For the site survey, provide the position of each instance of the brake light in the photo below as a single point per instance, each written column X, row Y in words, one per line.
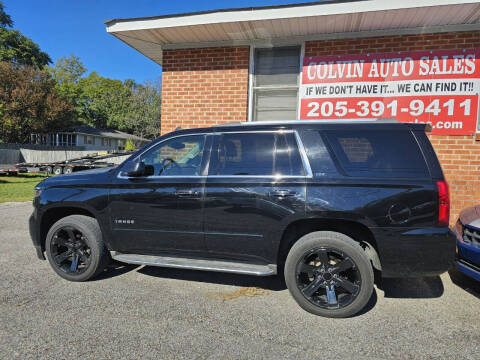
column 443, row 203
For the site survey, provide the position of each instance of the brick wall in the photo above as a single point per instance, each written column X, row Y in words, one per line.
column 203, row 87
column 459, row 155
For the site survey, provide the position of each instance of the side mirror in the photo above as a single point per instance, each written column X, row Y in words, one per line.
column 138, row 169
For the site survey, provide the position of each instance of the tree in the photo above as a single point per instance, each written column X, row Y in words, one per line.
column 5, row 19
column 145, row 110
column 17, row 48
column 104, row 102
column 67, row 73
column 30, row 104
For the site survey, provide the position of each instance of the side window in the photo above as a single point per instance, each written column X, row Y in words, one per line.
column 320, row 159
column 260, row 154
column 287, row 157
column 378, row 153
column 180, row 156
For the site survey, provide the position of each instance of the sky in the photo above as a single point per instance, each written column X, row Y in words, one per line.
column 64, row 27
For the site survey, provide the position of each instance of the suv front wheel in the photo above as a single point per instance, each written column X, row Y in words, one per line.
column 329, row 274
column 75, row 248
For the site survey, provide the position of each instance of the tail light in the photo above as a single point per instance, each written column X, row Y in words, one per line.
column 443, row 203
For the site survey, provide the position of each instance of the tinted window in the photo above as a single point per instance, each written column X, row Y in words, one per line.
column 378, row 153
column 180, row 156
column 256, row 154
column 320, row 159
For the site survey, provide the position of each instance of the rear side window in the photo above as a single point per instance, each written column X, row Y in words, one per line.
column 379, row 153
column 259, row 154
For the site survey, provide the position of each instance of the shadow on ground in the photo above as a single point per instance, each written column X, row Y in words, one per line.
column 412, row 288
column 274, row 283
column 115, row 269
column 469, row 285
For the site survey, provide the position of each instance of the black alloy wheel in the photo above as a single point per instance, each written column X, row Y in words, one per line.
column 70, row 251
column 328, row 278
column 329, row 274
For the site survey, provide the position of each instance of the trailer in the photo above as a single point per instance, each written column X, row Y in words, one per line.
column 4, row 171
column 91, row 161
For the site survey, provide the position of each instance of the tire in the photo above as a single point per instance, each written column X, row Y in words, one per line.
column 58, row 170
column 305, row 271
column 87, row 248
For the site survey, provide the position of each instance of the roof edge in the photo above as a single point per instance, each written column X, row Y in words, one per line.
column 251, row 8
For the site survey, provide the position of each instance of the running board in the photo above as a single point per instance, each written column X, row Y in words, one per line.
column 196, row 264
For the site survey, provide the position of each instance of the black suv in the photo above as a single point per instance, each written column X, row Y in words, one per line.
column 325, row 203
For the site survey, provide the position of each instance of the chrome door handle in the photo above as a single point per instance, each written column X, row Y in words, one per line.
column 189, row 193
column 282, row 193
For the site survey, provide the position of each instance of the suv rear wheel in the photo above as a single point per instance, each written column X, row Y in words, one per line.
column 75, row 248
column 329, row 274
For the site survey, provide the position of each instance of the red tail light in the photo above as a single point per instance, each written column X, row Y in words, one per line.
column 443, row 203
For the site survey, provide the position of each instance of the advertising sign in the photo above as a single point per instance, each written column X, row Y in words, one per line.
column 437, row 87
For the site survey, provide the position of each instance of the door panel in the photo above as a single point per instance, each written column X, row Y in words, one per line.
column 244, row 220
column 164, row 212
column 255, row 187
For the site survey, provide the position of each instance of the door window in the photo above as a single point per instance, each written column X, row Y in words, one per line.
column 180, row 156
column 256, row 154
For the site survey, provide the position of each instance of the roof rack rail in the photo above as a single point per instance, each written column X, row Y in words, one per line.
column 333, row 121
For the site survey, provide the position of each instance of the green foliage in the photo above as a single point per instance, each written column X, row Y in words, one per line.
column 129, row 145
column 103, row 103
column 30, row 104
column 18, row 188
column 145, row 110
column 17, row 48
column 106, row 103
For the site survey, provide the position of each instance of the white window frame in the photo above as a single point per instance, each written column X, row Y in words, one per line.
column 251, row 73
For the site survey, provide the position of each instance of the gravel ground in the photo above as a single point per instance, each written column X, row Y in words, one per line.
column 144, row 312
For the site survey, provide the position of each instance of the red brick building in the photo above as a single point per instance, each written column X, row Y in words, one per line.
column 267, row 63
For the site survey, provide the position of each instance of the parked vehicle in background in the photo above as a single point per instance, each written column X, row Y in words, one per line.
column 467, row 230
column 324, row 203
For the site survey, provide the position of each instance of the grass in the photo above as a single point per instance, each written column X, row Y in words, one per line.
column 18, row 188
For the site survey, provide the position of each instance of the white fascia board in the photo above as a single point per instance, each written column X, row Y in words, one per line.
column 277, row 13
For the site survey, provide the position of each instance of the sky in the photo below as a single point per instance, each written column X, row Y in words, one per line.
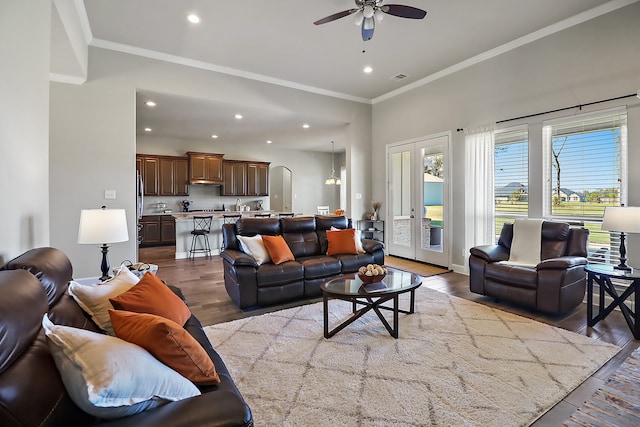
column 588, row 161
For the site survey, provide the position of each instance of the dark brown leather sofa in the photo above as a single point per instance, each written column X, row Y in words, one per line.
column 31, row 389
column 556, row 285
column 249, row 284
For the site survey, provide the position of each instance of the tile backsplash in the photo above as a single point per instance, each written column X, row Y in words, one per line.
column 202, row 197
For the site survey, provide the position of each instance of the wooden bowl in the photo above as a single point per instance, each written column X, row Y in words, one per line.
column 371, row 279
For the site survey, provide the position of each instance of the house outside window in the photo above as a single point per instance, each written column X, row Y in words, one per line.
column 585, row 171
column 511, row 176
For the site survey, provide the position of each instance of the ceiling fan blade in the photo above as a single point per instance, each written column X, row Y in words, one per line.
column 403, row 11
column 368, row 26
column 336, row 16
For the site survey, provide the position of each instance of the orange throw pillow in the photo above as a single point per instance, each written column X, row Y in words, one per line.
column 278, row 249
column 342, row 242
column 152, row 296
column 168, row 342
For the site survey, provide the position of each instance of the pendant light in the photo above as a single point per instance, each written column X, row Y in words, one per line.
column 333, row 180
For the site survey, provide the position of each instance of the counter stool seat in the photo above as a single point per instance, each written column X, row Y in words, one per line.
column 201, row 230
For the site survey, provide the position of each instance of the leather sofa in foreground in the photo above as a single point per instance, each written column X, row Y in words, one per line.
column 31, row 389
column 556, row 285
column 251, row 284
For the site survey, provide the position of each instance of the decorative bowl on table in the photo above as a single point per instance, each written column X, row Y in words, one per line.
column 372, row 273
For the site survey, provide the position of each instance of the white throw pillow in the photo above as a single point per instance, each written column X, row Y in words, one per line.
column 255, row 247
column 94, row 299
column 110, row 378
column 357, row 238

^^^^

## PROBLEM DETAILS
Copy the data above word for word. Pictures stay out.

## EXERCISE ANSWER
For the site survey, provide the position of each instance of the brake light in the photo below as a single point per instance, each written column X, row Y in words, one per line.
column 443, row 203
For the site survey, provide the position of each instance of the brick wall in the photo above as a single point per instance, each written column X, row Y in words, one per line.
column 203, row 87
column 459, row 155
For the site survey, provide the position of each instance of the side mirror in the photo above as a single point per instance, each written column X, row Y in words, one per line.
column 138, row 169
For the site survey, provide the position of each instance of the tree in the photo above as a single point per instance, each written column X, row Y in words, one per line.
column 5, row 19
column 145, row 110
column 17, row 48
column 104, row 102
column 67, row 73
column 30, row 104
For the site survey, provide the position of each instance of the side window in the photo above as a single point per instance, each written column X, row Y in words, one per line.
column 320, row 159
column 260, row 154
column 287, row 157
column 378, row 153
column 180, row 156
For the site survey, provide the position of each instance of the sky in the photo above as a single point per instance, each written column X, row Y in words, one per line.
column 64, row 27
For the site survey, provide the position of each instance of the suv front wheel in the photo above as a single point per instance, each written column X, row Y in words, one per line.
column 329, row 274
column 75, row 248
For the site survey, provide the position of each instance of the tail light in the photo above as a single point per instance, each written column X, row Y in words, one per line.
column 443, row 203
For the site survey, provide the position of each instance of the tinted window in the photo above as a single point per instance, each written column X, row Y in words, one per line.
column 378, row 153
column 180, row 156
column 256, row 154
column 320, row 159
For the site survey, provide the position of each instance of the rear side window in the photo above as a single point per instance, each written column X, row Y in words, one per line.
column 379, row 153
column 259, row 154
For the site survey, provide the position of each instance of the shadow on ground in the photo above as a single point per instance, each written column X, row Y in words, one per line.
column 412, row 288
column 274, row 283
column 115, row 269
column 469, row 285
For the site survey, provide the position of each instance of the black alloy wheel in the photo above as a single point per instance, each written column X, row Y in words, one per line.
column 70, row 251
column 328, row 278
column 329, row 274
For the site survey, provide the position of each instance of the trailer in the photo above as a single point per instance, each written column X, row Y in words, one per line.
column 4, row 171
column 91, row 161
For the site survey, provide the position of each instance of the tire in the photo above as a single point per instance, each written column X, row Y in words, one per line.
column 58, row 170
column 305, row 271
column 87, row 248
For the site survey, provide the position of each instance of the roof edge in the photo above as a single point per instance, each written column X, row Y in words, one per line.
column 251, row 8
For the site survey, provide the position of each instance of the running board in the photo above as a single point per instance, each written column X, row Y in words, one per line.
column 196, row 264
For the site survey, provide the position of each instance of the black suv in the photo above as a single point per instance, each written column X, row Y in words, one per line.
column 325, row 203
For the site survey, provide the position of each instance of the chrome door handle in the photo above as a single point per instance, each written column X, row Y in words, one per line.
column 189, row 193
column 282, row 193
For the site survey, provide the position of each instance of the suv rear wheel in the photo above as a single point per instance, each written column X, row Y in words, one per line.
column 75, row 248
column 329, row 274
For the site survey, provide the position of each instance of the red tail light in the photo above as a single point per instance, each written column X, row Y in words, one per line.
column 443, row 203
For the site survey, provide the position of each instance of the advertising sign in the photo above as a single point per instance, each written column X, row Y in words, one per line.
column 437, row 87
For the site survey, provide the position of each instance of the door panel in the photo above as a single point per instance, each written column X, row Y in words, one per line.
column 244, row 220
column 164, row 212
column 255, row 187
For the site survey, provide the position of each instance of the door window in the photo above as a single point per instance, each written column X, row Y in words, one per line.
column 180, row 156
column 256, row 154
For the site survey, provide the position of each instance of the roof rack rail in the photo above as a single point per instance, each written column X, row Y in words, one per line.
column 333, row 121
For the site survey, provide the position of each instance of the green foliage in the photo above as a single point per instance, each written column X, row Y in words, one per line.
column 129, row 145
column 103, row 103
column 30, row 104
column 18, row 188
column 145, row 110
column 17, row 48
column 106, row 103
For the site survey, provide the position of each instance of the white window frame in the photo above as a single point per instance, each written column X, row Y in words, one per line.
column 251, row 73
For the site survey, provide the position of each instance of the gravel ground in the photo above as a single point per instance, each written column X, row Y in words, one per line.
column 144, row 312
For the site survey, provide the position of each instance of the red brick building in the photo above as a single point per instance, each written column X, row Y in words, one per line.
column 267, row 63
For the site survey, provide the position of each instance of the parked vehicle in background in the photo above as a single point per instance, each written column X, row Y in words, one per line.
column 467, row 230
column 324, row 203
For the site survey, provide the position of each instance of the grass in the photo above as a single point per instance, each written column X, row Y in words, one per line.
column 18, row 188
For the site survey, provide the position of each instance of the white fascia board in the photo above as a single point per instance, each written column X, row Y in words, one per line.
column 277, row 13
For the site survey, provide the position of each instance of the sky in the photo below as a single point per instance, each written column X, row Y in words, one per line.
column 588, row 161
For the site survey, provide the position of each instance of the dark brown leather sofa in the photo above as a single point per instance, each written column X, row Y in words, one per line.
column 31, row 389
column 556, row 285
column 249, row 284
For the site survey, provide the position of each instance of the tile backsplash in the photo above as a single point per instance, each written column X, row Y in words, one per line.
column 202, row 197
For the site survey, provide the position of each instance of the wooden bowl in the photo above as a single point per instance, each written column X, row Y in words, one per line.
column 371, row 279
For the site survey, provide the position of each instance of the house outside window in the photo above as a single point per instance, each written column X, row Y in words, one per line.
column 585, row 171
column 511, row 176
For the site survey, provide the position of each instance of the ceiling fan blade in the photo above as a single point per instance, each written column X, row Y in words, one per line.
column 403, row 11
column 368, row 26
column 336, row 16
For the site survey, provide the position of each instance of the orange throw pillow in the photo above as a single point per instance, each written column X, row Y in words, one per line.
column 278, row 249
column 342, row 242
column 152, row 296
column 168, row 342
For the site survey, provide the position of each instance of the pendant light in the photo above as a single point per instance, each written column X, row Y in words, one per line.
column 333, row 180
For the site survey, provide the position of each instance of the counter stool seat in the photo above as a single point per instance, each written column X, row Y in words, one per line.
column 201, row 230
For the site survey, provide the position of each instance of the leather sofa in foreground in the photo above as a single point per instance, each written column X, row Y in words, one per line.
column 31, row 389
column 556, row 285
column 251, row 284
For the site survey, provide the position of each instance of the decorative bowl on table in the photo above as a single point per instance, each written column X, row Y in words, one per line.
column 372, row 273
For the site survey, provide the position of each instance of the white throw pillow in the photo above as a single point per instance, each written column X, row Y in words, one per line.
column 255, row 247
column 94, row 299
column 110, row 378
column 357, row 238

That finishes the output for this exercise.